Given task
Extract the complete listing and output it unchanged.

----------

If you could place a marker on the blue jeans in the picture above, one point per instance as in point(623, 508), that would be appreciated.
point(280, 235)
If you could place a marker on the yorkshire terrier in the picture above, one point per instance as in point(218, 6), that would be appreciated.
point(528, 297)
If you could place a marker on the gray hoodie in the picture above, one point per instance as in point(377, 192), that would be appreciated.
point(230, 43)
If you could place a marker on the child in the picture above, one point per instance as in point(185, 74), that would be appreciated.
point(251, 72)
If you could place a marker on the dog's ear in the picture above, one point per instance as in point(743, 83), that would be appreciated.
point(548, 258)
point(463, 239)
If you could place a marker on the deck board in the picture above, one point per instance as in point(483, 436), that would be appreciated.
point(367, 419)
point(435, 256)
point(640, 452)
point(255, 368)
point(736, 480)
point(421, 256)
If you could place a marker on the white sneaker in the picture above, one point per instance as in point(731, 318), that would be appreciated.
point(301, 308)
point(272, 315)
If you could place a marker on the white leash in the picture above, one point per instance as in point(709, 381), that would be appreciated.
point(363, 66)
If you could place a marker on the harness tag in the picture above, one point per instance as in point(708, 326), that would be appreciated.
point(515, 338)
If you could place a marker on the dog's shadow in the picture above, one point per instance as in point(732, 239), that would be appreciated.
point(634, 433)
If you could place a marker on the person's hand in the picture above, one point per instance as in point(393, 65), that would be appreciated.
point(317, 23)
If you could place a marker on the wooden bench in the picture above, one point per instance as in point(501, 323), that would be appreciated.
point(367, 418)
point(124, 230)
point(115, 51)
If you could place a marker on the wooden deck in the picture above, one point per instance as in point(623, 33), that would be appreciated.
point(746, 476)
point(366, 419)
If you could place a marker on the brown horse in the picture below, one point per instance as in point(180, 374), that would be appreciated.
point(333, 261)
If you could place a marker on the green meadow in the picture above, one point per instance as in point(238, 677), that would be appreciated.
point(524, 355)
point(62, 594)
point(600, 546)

----------

Response
If you could place a marker on the blue jeans in the picture above, one point per instance as in point(623, 508), that would be appreciated.
point(280, 235)
If you could place a marker on the yorkshire terrier in the picture above, one point per instance as in point(218, 6), that would be appreciated.
point(528, 297)
If you could place a marker on the gray hoodie in the picture above, one point per instance as in point(377, 192), that would be appreciated.
point(230, 43)
If you could place a marker on the child in the picture above, one point per instance as in point(185, 74), that would be appreciated.
point(251, 72)
If you could place a marker on the dog's ear in the picture above, one point per instance as in point(743, 83), that would be appreciated.
point(548, 258)
point(463, 239)
If you could place a marker on the deck board in the picture above, one point per instance as in point(483, 436), that would be appreciated.
point(367, 419)
point(435, 256)
point(640, 452)
point(255, 368)
point(736, 480)
point(421, 256)
If you could place a marker on the white sneaker in the picture above, one point per instance as in point(731, 318), that would be appreciated.
point(301, 308)
point(272, 315)
If you could place a marker on the white leash in the picture above, one point per instance as in point(709, 381), that would be appreciated.
point(363, 66)
If you could place a marker on the harness tag in the picture above, one point per instance as in point(708, 326), that would be appreciated.
point(515, 338)
If you could place a marker on the dog's shadow in the picture above, one point per instance as in point(732, 239), that would be appreciated.
point(634, 433)
If you could place a marker on the person's hand in the picture above, one point per instance as in point(393, 65), that would be appreciated.
point(317, 23)
If you could place a marker on the wooden bench in the picture above, one point per instance as in point(501, 323), that would be appreciated.
point(367, 418)
point(124, 230)
point(115, 51)
If you could place a marker on the wooden deck in the picture above, one point per instance as in point(623, 33), that would be appreciated.
point(746, 476)
point(366, 419)
If you could place a marker on the brown horse in the picture below, one point per instance as in point(180, 374), that would be appreciated.
point(333, 261)
If you could place a marker on the green meadow in the picture above, one point per instance as in point(238, 677), that would be appreciated.
point(524, 355)
point(62, 594)
point(600, 546)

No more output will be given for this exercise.